→ **DOCUMENT EXTRACT**
※

Local farmers feeling the effects of extreme weather

Local farmers feeling the effects of extreme weather

NORTH SMITHFIELD - Local growers are reporting a disappointing start to the harvest season.

For some, the fruits of their labor were lost to extreme weather.

June's rains - 18 inches in 10 days - and mid-July's prolonged heat wave - seven straight days that saw temperatures top 90 degrees - have left their mark on the farm fields of northern Rhode Island.

Incessant rain delayed planting, leaving gaps in the corn harvest, while the heat fried squash blossoms and stressed the tomatoes.

And all that's assuming the budding veggies survived a new blight and encroachment of increasingly daring deer.

Tomatoes, beans and corn, while available, aren't as plentiful some are saying. And that's affecting prices.

"It hasn't been a good growing season for the whole northeast, says Bob Goodwin of Goodwin's Farm in North Smithfield where he's the seventh-generation Goodwin to farm the land at the crossroads of Greenville Road and Providence Pike.

"Rain and heat raises havoc with all the crops," he said.

But it's not just the nearby area, he says.

"Calls looking for corn are coming from all over, as far away as Ohio," Goodwin told The Breeze.

※

→ **EXTRACTED MATERIAL**
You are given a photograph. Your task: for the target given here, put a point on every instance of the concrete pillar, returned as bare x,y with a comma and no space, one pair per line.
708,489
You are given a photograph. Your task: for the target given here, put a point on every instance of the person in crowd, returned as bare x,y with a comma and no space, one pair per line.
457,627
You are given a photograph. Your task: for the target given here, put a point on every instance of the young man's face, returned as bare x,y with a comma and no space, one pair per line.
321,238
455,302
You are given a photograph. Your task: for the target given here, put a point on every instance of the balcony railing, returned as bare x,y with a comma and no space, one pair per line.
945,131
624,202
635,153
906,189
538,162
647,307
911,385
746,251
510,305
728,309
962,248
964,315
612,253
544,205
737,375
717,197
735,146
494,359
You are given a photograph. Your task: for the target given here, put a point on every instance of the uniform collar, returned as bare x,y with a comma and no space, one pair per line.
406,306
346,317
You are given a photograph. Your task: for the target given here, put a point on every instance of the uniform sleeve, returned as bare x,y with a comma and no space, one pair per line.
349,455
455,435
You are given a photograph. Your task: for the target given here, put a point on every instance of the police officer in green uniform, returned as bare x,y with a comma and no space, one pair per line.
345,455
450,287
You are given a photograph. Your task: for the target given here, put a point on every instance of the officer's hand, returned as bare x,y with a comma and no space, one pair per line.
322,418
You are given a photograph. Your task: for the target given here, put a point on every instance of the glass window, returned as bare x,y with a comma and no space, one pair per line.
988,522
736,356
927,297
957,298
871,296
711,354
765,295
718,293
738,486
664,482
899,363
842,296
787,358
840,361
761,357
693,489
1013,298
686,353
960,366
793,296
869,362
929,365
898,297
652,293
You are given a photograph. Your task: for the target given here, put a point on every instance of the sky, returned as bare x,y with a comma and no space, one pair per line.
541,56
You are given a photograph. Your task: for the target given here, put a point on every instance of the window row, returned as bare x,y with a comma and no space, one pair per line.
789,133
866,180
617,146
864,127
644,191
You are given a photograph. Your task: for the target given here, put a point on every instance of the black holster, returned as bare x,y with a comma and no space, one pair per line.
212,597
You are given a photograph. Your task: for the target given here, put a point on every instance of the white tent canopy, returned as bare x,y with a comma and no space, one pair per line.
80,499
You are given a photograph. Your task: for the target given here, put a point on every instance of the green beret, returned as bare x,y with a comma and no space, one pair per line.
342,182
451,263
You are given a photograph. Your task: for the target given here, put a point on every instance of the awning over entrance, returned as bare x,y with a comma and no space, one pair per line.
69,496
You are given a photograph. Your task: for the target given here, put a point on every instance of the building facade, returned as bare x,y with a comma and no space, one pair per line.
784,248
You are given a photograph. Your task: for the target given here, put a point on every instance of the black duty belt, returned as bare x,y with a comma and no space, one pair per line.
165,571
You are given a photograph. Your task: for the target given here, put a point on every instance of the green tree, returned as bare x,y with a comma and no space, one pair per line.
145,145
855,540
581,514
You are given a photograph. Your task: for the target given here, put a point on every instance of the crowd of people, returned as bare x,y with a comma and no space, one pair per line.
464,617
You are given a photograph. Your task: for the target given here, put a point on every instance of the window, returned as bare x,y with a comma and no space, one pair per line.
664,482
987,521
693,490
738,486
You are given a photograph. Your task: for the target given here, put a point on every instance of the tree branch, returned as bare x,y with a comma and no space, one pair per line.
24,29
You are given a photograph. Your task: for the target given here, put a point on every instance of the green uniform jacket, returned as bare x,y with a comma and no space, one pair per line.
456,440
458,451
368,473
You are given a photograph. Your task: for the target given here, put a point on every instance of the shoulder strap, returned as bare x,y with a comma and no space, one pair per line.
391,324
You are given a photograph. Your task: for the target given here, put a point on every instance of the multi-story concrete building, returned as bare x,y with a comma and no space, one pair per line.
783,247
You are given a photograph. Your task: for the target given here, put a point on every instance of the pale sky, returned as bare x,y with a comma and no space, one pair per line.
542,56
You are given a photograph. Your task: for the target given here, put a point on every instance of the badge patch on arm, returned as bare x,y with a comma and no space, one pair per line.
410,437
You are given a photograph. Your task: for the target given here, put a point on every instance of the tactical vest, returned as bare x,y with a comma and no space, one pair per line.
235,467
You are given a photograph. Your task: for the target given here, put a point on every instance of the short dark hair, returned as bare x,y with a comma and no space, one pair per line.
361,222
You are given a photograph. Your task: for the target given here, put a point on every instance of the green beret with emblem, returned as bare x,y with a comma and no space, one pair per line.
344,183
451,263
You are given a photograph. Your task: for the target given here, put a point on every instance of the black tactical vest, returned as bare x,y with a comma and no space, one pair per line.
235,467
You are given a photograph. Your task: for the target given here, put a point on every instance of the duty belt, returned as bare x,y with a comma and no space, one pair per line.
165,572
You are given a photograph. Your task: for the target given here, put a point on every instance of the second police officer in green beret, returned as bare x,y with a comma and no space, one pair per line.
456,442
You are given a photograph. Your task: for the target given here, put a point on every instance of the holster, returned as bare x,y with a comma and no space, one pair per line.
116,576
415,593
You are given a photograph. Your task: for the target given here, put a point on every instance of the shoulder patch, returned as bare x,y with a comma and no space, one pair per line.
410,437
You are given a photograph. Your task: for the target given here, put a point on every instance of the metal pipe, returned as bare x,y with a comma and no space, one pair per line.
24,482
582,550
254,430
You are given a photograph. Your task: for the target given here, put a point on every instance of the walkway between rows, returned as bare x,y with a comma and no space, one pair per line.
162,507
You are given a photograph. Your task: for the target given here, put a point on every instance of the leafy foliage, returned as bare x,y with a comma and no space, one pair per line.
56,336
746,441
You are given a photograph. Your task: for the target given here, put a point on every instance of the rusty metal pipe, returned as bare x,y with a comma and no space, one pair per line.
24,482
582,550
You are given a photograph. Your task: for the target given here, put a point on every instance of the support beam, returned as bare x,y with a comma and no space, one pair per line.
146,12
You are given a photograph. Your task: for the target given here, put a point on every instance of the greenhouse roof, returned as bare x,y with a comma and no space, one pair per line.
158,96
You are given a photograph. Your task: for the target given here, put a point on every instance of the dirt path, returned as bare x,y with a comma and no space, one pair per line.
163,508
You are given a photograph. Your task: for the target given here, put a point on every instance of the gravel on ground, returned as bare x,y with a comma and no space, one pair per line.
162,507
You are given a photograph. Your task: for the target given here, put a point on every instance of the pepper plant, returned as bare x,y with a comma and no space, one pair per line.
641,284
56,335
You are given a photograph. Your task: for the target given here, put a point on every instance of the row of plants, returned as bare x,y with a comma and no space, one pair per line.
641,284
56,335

※

→ **YOUR OBJECTIVE**
In the article on local farmers and extreme weather, how much rain fell in June and over how many days?

→ **EXPECTED OUTPUT**
18 inches fell in 10 days.